## What is required
How many of the lines below contain the string "target", counting only matches in the same case? Reply with the number alone.

───── Raw data ─────

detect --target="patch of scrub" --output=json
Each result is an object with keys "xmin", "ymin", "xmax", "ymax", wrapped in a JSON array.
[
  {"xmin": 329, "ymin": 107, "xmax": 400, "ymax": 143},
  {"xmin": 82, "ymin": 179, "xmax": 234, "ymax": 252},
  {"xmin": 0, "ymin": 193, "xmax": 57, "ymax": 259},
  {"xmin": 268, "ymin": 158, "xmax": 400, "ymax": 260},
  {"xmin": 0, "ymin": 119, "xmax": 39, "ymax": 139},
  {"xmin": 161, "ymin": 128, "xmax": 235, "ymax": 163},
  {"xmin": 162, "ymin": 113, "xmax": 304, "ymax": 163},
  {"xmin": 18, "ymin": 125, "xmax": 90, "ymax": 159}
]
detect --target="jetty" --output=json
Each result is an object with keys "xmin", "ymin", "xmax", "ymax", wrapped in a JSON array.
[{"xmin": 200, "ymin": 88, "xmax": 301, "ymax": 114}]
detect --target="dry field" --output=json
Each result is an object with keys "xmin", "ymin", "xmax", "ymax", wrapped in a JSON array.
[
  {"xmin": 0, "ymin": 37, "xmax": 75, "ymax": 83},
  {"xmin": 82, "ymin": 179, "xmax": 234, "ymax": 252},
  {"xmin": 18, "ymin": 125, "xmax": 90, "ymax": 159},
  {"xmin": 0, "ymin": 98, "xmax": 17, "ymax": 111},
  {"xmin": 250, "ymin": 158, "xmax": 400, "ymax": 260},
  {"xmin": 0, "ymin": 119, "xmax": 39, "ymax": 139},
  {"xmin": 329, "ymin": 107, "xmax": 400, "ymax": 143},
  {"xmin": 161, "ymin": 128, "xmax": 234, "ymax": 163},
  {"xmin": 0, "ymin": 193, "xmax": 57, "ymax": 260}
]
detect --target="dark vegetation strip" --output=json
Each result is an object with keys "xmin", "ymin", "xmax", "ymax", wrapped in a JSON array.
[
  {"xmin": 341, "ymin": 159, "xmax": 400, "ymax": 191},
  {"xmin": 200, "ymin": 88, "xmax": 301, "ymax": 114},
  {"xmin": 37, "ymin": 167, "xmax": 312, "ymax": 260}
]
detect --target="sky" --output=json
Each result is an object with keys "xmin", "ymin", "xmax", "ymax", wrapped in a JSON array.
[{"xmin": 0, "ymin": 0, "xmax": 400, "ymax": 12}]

─────
───── Raw data ─────

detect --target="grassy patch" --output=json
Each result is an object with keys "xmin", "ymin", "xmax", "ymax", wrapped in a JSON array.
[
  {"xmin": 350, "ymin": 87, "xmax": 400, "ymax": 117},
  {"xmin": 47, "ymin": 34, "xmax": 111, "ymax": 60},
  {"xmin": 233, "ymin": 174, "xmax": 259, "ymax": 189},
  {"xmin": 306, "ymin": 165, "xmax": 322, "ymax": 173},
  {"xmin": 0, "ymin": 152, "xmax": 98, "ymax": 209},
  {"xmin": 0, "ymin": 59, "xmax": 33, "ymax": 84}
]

─────

## Reply
6